== Items from a data source ==
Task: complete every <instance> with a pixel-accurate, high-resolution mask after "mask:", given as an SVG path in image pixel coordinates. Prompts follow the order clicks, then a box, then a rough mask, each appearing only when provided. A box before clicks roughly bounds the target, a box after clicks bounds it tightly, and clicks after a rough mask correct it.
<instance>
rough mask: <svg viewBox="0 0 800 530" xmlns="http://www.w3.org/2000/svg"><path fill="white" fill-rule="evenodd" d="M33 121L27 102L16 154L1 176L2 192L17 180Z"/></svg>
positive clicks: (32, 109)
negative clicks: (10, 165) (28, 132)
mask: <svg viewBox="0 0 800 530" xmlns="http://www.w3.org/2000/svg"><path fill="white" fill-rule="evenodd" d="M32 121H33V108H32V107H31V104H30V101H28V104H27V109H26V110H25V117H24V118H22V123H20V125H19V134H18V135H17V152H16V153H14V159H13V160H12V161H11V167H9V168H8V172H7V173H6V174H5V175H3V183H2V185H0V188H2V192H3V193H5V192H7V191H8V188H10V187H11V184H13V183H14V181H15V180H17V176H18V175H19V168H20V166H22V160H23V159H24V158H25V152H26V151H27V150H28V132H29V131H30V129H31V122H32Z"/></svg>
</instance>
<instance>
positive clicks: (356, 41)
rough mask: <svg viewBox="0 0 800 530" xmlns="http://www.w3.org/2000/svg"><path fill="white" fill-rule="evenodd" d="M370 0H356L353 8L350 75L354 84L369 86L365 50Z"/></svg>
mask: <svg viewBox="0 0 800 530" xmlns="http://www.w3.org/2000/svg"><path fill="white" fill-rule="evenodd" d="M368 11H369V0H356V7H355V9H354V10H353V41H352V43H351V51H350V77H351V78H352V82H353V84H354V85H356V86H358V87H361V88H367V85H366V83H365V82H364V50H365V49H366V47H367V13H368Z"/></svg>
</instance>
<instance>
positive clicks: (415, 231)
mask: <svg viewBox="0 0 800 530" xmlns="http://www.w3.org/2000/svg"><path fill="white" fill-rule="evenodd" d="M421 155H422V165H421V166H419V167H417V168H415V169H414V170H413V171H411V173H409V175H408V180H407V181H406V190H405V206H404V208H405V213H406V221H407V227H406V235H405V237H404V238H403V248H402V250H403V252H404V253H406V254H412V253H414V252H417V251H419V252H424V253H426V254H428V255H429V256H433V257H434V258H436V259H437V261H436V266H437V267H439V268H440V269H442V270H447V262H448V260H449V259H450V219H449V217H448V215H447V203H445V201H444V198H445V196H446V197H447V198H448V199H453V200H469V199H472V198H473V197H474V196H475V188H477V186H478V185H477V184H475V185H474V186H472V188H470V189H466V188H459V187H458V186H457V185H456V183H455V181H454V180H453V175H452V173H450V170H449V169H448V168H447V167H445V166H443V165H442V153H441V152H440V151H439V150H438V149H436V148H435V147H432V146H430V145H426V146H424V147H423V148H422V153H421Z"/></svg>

== WHAT THE TASK ASKS ==
Repeat the data above. Change nothing.

== TASK OUTPUT ==
Task: complete every <instance> with a pixel-accurate, high-resolution mask after "mask:", given as an SVG path in image pixel coordinates. Prompts follow the order clicks, then a box, then a rough mask, each appearing only when provided. A box before clicks roughly bounds the target, a box after clicks bounds it tightly, and clicks after a rough mask correct it.
<instance>
rough mask: <svg viewBox="0 0 800 530" xmlns="http://www.w3.org/2000/svg"><path fill="white" fill-rule="evenodd" d="M33 121L27 102L16 154L1 176L2 192L17 180Z"/></svg>
positive clicks: (32, 109)
negative clicks: (10, 165) (28, 132)
mask: <svg viewBox="0 0 800 530" xmlns="http://www.w3.org/2000/svg"><path fill="white" fill-rule="evenodd" d="M32 121H33V108H32V107H31V104H30V101H28V104H27V109H26V110H25V117H24V118H22V123H20V125H19V134H18V135H17V152H16V153H14V159H13V160H12V161H11V167H9V168H8V172H7V173H6V174H5V175H3V183H2V185H0V188H2V192H3V193H5V192H7V191H8V188H10V187H11V184H13V183H14V181H15V180H17V176H18V175H19V168H20V166H22V160H23V159H24V158H25V152H26V151H27V150H28V132H29V131H30V129H31V122H32Z"/></svg>
</instance>
<instance>
positive clicks: (356, 41)
rough mask: <svg viewBox="0 0 800 530" xmlns="http://www.w3.org/2000/svg"><path fill="white" fill-rule="evenodd" d="M370 0H356L353 8L350 75L354 84L369 86L365 50Z"/></svg>
mask: <svg viewBox="0 0 800 530" xmlns="http://www.w3.org/2000/svg"><path fill="white" fill-rule="evenodd" d="M368 11H369V0H356V7H355V9H354V10H353V41H352V43H351V51H350V77H351V78H352V82H353V84H354V85H356V86H358V87H361V88H367V85H366V83H365V82H364V50H365V49H366V47H367V13H368Z"/></svg>
</instance>
<instance>
positive clicks: (415, 231)
mask: <svg viewBox="0 0 800 530" xmlns="http://www.w3.org/2000/svg"><path fill="white" fill-rule="evenodd" d="M421 155H422V165H421V166H419V167H417V168H415V169H414V170H413V171H411V173H409V175H408V180H407V181H406V190H405V206H404V208H405V213H406V221H407V227H406V235H405V237H404V238H403V248H402V250H403V252H404V253H406V254H412V253H414V252H417V251H419V252H424V253H426V254H428V255H429V256H433V257H434V258H436V259H437V261H436V266H437V267H439V268H440V269H442V270H447V262H448V260H449V259H450V219H449V217H448V215H447V203H445V201H444V198H445V196H446V197H447V198H448V199H453V200H469V199H472V198H473V197H474V196H475V188H477V186H478V185H477V184H475V185H474V186H472V188H470V189H466V188H459V187H458V186H457V185H456V183H455V181H454V180H453V175H452V173H450V170H449V169H448V168H447V167H445V166H443V165H442V153H441V152H440V151H439V150H438V149H436V148H435V147H432V146H430V145H426V146H424V147H423V148H422V153H421Z"/></svg>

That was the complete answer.